* Selection:
Various Artists (James McNew, Laura Pleasants, Sean Yeaton and more) Talk Overlooked Albums of 2013 Part One

Every year, a few great albums slip through the cracks. That's sad but inevitable — you just can't hear 'em all, especially when more than...

Every year, a few great albums slip through the cracks. That’s sad but inevitable — you just can’t hear ’em all, especially when more than 75,000 albums are released every year. But musicians get exposed to a lot of music that the rest of us don’t. So we asked some of our favorite Talkhouse writers to tell us about a great, overlooked album that came out in 2013. Here’s what they came up with.
— Michael Azerrad, Talkhouse editor-in-chief


 

Obnox — Canabible Ohio
From out of the recesses of the storied Ohio musical legacy (Bassholes! This Moment in Black History!), Obnox really let it loose in 2013. Not only did Bim Thomas’ one-man gang release the fantastic Corrupt Free Enterprise double LP, he/they also ejected this bewildering three-song EP. Mr. Thomas’ psychedelic punk rock seems to live at the exact crux of good trip/very, very bad trip, wobbling from side to side of the divide. “Flying” is two minutes of exhilarating, deformed garage rock — over in an instant, yet threatening infinite sprawl. Maybe it’s like if the Lyres were super into Chrome or Red Transistor (sorry to get all Dennis Miller on you there). You could do way worse than allowing yourself the handful of minutes it takes to listen to this trio of tuneful, burning, stained jams.
— James McNew (Yo La Tengo, Dump)


 

Wire — Change Becomes Us
I recently read a Q & A with Wire’s Colin Newman about the band and their thirteenth studio album Change Becomes UsRolling Stone asks, “What do you feel Wire has yet to do?”

And Newman answers, “Achieve real recognition…”

Wire has had a big impact on me ever since I heard Minor Threat cover “12XU.” Shortly thereafter, I dubbed 1977’s Pink Flag from a friend. I rocked that cassette repeatedly for many years. It took a little more time to discover 1978’s Chairs Missing and 1979’s 154 (I had mistakenly listened to the advice of a then friend who pronounced Pink Flag as the only good Wire record) but I’m so glad that I finally did. The fact that these three records came out back to back in a span of three years is astonishing — especially since they’re so diverse in style and sound. These records, all of which came out before 1980, had a massive impact on so many musicians and on the “post-punk/art punk” world in general. Not punk, not new wave, not pop, Wire was and is uniquely their own.

Change Becomes Us sounds like the record that should have come after 154. It has moments that are very Chairs Missing, it has their electronic vibe and it has a very trance-like, trippy feel that I’m a sucker for. When “old” bands release new records, generally no one (especially the media) really cares. But people should care because Change Becomes Us sounds both relevant and in the now — all the while nodding its head to the young men of 1977.
— Laura Pleasants (Kylesa)


 

Heatsick — Re-Engineering
The thing that appeals about Steven Warwick, who is Heatsick, is the child-like quality of his music-making. I don’t mean that in a bad way but in terms of its naiveté. Produced with intent and awareness but not over-rehearsed, there is an undeniable genuineness in it as he seemingly clings to the edge of the universe. The thing that makes Warwick so unpopular with some of his critics is his tendency to be hit-or-miss, but this stems from the distinct feeling that he’s not afraid of making mistakes. He is a risky musician who responds to his immediate surroundings, and if all the world’s a stage, Steven Warwick uses it as his lab. I enjoy partaking of his experiments. Shouldn’t that be the fun of music?

* Given data:
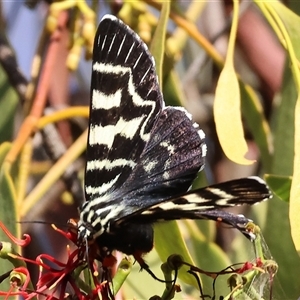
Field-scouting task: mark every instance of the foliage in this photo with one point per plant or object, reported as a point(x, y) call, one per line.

* What to work on:
a – According to the overlooked-albums article, how many albums are released every year?
b – Transcribe the passage of the overlooked-albums article between "Every year, a few great albums slip through the cracks. That’s" and "came up with.", inclusive.
The material comes from a separate source, unrelated to the overlooked-albums article.

* Worked answers:
a – More than 75,000.

b –
Every year, a few great albums slip through the cracks. That’s sad but inevitable — you just can’t hear ’em all, especially when more than 75,000 albums are released every year. But musicians get exposed to a lot of music that the rest of us don’t. So we asked some of our favorite Talkhouse writers to tell us about a great, overlooked album that came out in 2013. Here’s what they came up with.